**Material provided:**
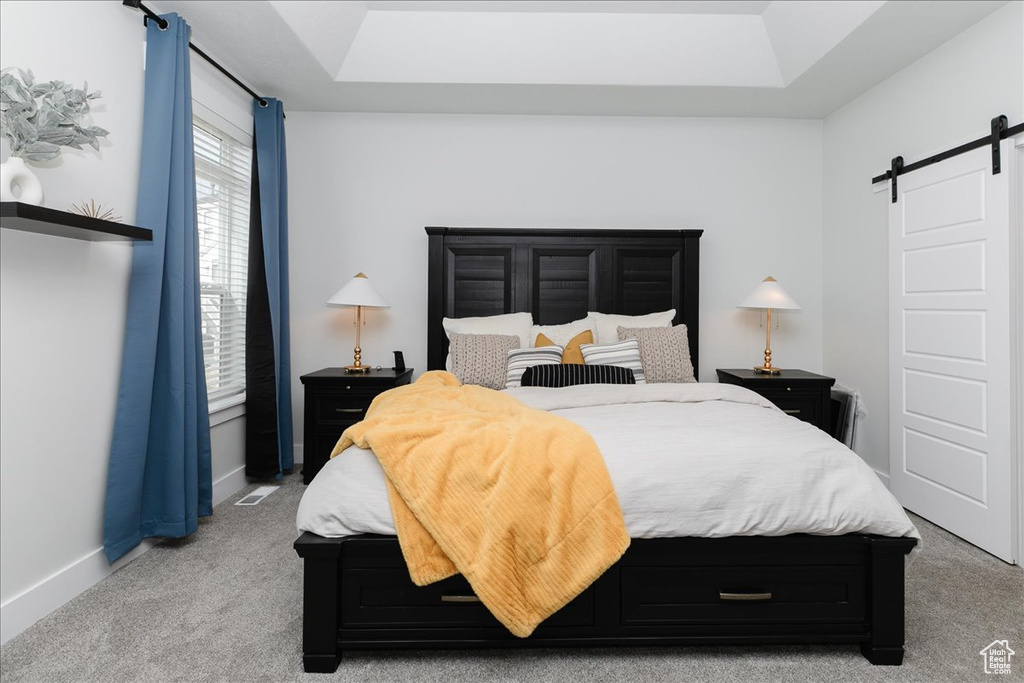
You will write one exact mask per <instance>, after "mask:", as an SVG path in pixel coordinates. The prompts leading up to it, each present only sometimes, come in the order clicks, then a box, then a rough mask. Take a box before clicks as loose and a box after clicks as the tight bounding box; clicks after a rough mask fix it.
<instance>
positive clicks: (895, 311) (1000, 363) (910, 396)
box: [887, 139, 1015, 562]
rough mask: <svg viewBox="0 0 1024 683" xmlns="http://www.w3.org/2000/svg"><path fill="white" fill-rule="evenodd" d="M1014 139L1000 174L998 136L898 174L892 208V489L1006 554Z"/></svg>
mask: <svg viewBox="0 0 1024 683" xmlns="http://www.w3.org/2000/svg"><path fill="white" fill-rule="evenodd" d="M1011 148H1012V147H1011V140H1009V139H1007V140H1004V145H1002V167H1004V168H1002V172H1001V173H999V174H998V175H992V156H991V148H990V147H980V148H977V150H974V151H973V152H969V153H965V154H963V155H959V156H957V157H953V158H951V159H948V160H946V161H943V162H940V163H937V164H933V165H932V166H928V167H925V168H923V169H920V170H916V171H913V172H912V173H908V174H907V175H900V176H899V177H898V182H897V189H898V191H899V194H898V201H897V202H896V203H894V204H890V209H889V337H890V348H889V412H890V437H889V445H890V463H889V472H890V477H891V486H892V492H893V494H894V495H895V496H896V498H897V500H899V502H900V503H901V504H902V505H903V506H904V507H905V508H907V509H908V510H911V511H913V512H915V513H918V514H920V515H921V516H922V517H925V518H926V519H928V520H930V521H932V522H934V523H936V524H938V525H940V526H942V527H943V528H946V529H948V530H950V531H952V532H953V533H955V535H956V536H959V537H962V538H964V539H966V540H967V541H969V542H971V543H973V544H975V545H976V546H978V547H980V548H982V549H984V550H986V551H988V552H990V553H992V554H993V555H995V556H996V557H999V558H1001V559H1004V560H1007V561H1008V562H1012V561H1014V559H1015V558H1014V557H1013V554H1014V548H1013V546H1014V542H1013V535H1014V509H1013V498H1012V496H1013V481H1012V475H1013V471H1012V460H1011V459H1012V455H1011V441H1012V439H1011V429H1012V424H1011V420H1012V416H1011V401H1012V399H1013V397H1012V394H1011V387H1012V380H1011V345H1010V339H1011V310H1010V300H1011V296H1010V293H1011V262H1010V259H1011V257H1012V256H1011V250H1010V176H1011V173H1010V169H1009V166H1010V163H1011V154H1010V153H1011ZM887 197H888V195H887Z"/></svg>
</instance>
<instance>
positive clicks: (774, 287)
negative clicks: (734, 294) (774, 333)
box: [737, 275, 800, 375]
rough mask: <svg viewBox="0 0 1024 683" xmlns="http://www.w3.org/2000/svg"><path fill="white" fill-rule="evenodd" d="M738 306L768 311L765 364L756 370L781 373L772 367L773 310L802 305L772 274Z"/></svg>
mask: <svg viewBox="0 0 1024 683" xmlns="http://www.w3.org/2000/svg"><path fill="white" fill-rule="evenodd" d="M737 307H738V308H758V309H762V310H767V311H768V319H767V324H766V325H765V331H766V332H765V365H763V366H757V367H755V368H754V372H755V373H758V374H761V375H779V374H781V372H782V371H780V370H779V369H778V368H772V367H771V311H772V308H776V309H779V310H800V305H799V304H797V302H796V301H794V300H793V297H791V296H790V295H788V294H786V292H785V290H783V289H782V286H781V285H779V284H778V283H777V282H776V281H775V279H774V278H772V276H771V275H769V276H767V278H765V279H764V282H762V283H761V284H760V285H758V287H757V289H755V290H754V292H752V293H751V295H750V296H749V297H746V298H745V299H743V300H742V301H740V302H739V304H738V305H737Z"/></svg>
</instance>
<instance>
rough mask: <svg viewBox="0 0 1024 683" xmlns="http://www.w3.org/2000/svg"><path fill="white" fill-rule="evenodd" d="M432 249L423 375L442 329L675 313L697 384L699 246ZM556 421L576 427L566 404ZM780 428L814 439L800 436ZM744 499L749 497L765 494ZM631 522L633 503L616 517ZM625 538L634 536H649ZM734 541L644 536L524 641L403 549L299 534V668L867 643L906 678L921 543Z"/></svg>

**Work item:** Copy out all the records again, replacing every "rough mask" with "coarse mask" and changing nothing else. Leave out the pictures.

**Result of the exercise:**
You will write one exact mask per <instance>, after "mask:", as an SVG path in pixel coordinates. The prompts leading up to it, each present only sometimes, come in the order clicks, then a box, then a coarse mask. Take a box before clicks as loose and a box after clicks as the tight bounding box; clicks after a coarse mask fix it.
<instance>
positive clicks: (895, 311) (1000, 363) (910, 396)
box: [887, 139, 1015, 562]
coarse mask: <svg viewBox="0 0 1024 683" xmlns="http://www.w3.org/2000/svg"><path fill="white" fill-rule="evenodd" d="M1014 139L1000 174L998 136L898 174L892 208V489L1006 554Z"/></svg>
mask: <svg viewBox="0 0 1024 683" xmlns="http://www.w3.org/2000/svg"><path fill="white" fill-rule="evenodd" d="M1011 148H1012V147H1011V140H1009V139H1007V140H1004V145H1002V167H1004V168H1002V172H1001V173H999V174H998V175H992V156H991V148H990V147H980V148H977V150H974V151H973V152H969V153H965V154H963V155H959V156H957V157H953V158H951V159H948V160H946V161H943V162H940V163H937V164H933V165H932V166H928V167H925V168H923V169H920V170H916V171H913V172H912V173H908V174H907V175H900V176H899V177H898V182H897V189H898V191H899V194H898V201H897V202H896V203H894V204H890V209H889V337H890V348H889V412H890V437H889V445H890V463H889V472H890V477H891V486H892V492H893V494H894V495H895V496H896V498H897V500H899V502H900V503H901V504H902V505H903V506H904V507H905V508H907V509H908V510H911V511H913V512H915V513H918V514H920V515H921V516H922V517H925V518H926V519H928V520H930V521H932V522H934V523H936V524H938V525H940V526H942V527H943V528H946V529H948V530H950V531H952V532H953V533H955V535H956V536H959V537H962V538H964V539H966V540H967V541H969V542H971V543H973V544H975V545H976V546H978V547H980V548H982V549H984V550H986V551H988V552H990V553H992V554H993V555H995V556H996V557H999V558H1001V559H1004V560H1007V561H1008V562H1012V561H1014V559H1015V558H1014V557H1013V554H1014V548H1013V546H1014V542H1013V535H1014V509H1013V498H1012V496H1013V481H1012V475H1013V471H1012V460H1011V459H1012V455H1011V441H1012V439H1011V429H1012V424H1011V420H1012V416H1011V401H1012V399H1013V397H1012V394H1011V387H1012V380H1011V345H1010V339H1011V310H1010V300H1011V296H1010V293H1011V262H1010V259H1011V257H1012V256H1011V250H1010V176H1011V173H1010V169H1009V166H1010V163H1011V154H1010V153H1011ZM887 197H888V195H887Z"/></svg>
</instance>
<instance>
positive clicks: (774, 287)
negative clicks: (734, 294) (774, 333)
box: [737, 275, 800, 375]
coarse mask: <svg viewBox="0 0 1024 683" xmlns="http://www.w3.org/2000/svg"><path fill="white" fill-rule="evenodd" d="M738 306L768 311L765 364L756 370L781 373L772 367L773 310L802 305L772 274Z"/></svg>
mask: <svg viewBox="0 0 1024 683" xmlns="http://www.w3.org/2000/svg"><path fill="white" fill-rule="evenodd" d="M737 307H738V308H758V309H762V310H767V311H768V319H767V324H766V325H765V331H766V332H765V365H763V366H757V367H755V368H754V372H755V373H758V374H761V375H779V374H781V372H782V371H780V370H779V369H778V368H772V367H771V311H772V308H776V309H779V310H800V305H799V304H797V302H796V301H794V300H793V297H791V296H790V295H788V294H786V292H785V290H783V289H782V286H781V285H779V284H778V283H777V282H776V281H775V279H774V278H772V276H771V275H769V276H767V278H765V279H764V282H762V283H761V284H760V285H758V287H757V289H755V290H754V292H752V293H751V295H750V296H749V297H746V298H745V299H743V300H742V301H740V302H739V304H738V305H737Z"/></svg>
</instance>
<instance>
coarse mask: <svg viewBox="0 0 1024 683" xmlns="http://www.w3.org/2000/svg"><path fill="white" fill-rule="evenodd" d="M432 249L423 375L442 329L675 313L697 384L699 246ZM556 421L576 427L566 404ZM780 428L814 439L800 436ZM744 499L749 497L765 494ZM631 522L633 503L616 517ZM625 538L634 536H649ZM734 541L644 536L524 641L403 549L299 534V668L867 643L906 678L921 543Z"/></svg>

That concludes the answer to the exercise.